→ **Exercices**
1. Citez fidèlement l'extrait sur la communication no 2396/2014, en commençant aux mots « Les auteurs » et en vous arrêtant après « forme de document) ».
2. Reproduisez à l'identique les lignes de données, en commençant à celle qui contient « Objective — locate every instance of the white french » et en vous arrêtant après la dernière.

→ **Extrait du texte**
········
Nations Unies

CCPR/C/130/D/2396/2014

Pacte international relatif aux droits civils et politiques

Distr. générale

26 avril 2021

Original : français

Comité des droits de l’homme

Constatations adoptées par le Comité au titre de l’article 5 (par. 4) du Protocole facultatif, concernant la communication no 2396/2014*,**

Communication présentée par :

Floribert Ndjabu Ngabu, Pierre Célestin Mbodina Iribi et Bède Djokaba Lambi Longa (représentés par des conseils, A. W. Eikelboom, P. J. Schüller et G. Sluiter)

Victime(s) présumée(s)  :

Les auteurs

État partie :

République démocratique du Congo

Date de la communication :

28 novembre 2011 (date de la lettre initiale)

Références :

Décision prise en application de l’article 92 du règlement intérieur du Comité, communiquée à l’État partie le 27 mai 2014 (non publiée sous forme de document)
········
→ **Lignes de données**
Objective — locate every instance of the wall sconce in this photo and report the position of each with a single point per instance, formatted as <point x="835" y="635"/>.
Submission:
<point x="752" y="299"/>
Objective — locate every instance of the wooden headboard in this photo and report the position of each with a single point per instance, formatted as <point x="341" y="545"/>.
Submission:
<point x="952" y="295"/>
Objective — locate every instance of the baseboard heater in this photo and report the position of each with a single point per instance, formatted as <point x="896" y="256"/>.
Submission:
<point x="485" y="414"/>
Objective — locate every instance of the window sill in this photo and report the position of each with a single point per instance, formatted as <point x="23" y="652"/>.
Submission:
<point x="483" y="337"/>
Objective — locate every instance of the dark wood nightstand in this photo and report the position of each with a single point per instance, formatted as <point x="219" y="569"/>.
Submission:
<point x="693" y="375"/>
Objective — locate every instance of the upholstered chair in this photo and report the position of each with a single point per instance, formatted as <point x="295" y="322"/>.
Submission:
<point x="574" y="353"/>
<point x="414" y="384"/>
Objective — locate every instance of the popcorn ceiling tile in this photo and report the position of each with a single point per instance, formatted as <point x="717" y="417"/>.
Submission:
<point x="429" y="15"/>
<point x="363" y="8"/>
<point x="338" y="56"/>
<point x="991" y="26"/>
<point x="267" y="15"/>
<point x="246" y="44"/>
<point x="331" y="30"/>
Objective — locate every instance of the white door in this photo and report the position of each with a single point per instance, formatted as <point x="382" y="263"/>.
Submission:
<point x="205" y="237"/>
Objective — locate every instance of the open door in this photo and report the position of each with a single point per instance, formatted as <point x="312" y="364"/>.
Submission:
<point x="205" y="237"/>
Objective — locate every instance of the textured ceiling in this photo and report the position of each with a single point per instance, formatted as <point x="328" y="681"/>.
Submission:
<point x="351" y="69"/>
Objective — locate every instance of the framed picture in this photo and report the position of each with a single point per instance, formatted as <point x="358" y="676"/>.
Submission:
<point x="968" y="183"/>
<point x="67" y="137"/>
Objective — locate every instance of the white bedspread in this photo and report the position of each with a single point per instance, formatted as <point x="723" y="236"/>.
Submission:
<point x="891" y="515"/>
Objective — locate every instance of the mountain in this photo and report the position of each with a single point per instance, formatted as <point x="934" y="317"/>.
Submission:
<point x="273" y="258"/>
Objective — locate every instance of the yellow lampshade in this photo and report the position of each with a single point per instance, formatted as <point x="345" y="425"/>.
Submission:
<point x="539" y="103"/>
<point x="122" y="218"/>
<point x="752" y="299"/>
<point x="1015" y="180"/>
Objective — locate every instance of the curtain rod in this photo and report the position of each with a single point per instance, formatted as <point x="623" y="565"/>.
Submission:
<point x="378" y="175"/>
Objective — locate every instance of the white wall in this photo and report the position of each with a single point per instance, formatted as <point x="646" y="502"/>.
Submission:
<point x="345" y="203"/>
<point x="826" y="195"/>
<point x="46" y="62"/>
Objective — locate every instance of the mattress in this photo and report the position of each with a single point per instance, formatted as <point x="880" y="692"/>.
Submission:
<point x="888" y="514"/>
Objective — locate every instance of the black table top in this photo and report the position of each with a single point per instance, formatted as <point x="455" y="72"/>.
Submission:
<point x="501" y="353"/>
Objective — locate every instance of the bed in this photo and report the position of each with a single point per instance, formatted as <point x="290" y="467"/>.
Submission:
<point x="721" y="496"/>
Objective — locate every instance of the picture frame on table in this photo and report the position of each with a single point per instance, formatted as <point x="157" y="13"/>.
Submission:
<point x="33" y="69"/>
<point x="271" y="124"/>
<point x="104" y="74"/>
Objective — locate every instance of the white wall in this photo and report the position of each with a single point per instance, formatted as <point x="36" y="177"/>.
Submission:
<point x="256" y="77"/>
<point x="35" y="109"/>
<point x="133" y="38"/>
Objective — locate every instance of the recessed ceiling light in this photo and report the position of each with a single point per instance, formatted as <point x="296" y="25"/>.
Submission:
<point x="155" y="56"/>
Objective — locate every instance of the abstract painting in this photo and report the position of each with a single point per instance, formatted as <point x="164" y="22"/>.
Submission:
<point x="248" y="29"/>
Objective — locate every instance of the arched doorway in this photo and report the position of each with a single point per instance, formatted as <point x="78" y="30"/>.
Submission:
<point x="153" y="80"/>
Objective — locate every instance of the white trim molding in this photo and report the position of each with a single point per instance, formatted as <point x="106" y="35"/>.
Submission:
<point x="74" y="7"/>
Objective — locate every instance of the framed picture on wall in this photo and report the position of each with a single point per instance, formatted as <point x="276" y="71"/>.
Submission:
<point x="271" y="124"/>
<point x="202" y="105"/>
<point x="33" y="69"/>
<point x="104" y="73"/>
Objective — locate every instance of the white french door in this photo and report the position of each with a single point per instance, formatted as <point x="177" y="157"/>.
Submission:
········
→ **Résultats**
1.
Les auteurs

État partie :

République démocratique du Congo

Date de la communication :

28 novembre 2011 (date de la lettre initiale)

Références :

Décision prise en application de l’article 92 du règlement intérieur du Comité, communiquée à l’État partie le 27 mai 2014 (non publiée sous forme de document)

2.
Objective — locate every instance of the white french door in this photo and report the position of each with a single point per instance, formatted as <point x="177" y="157"/>.
Submission:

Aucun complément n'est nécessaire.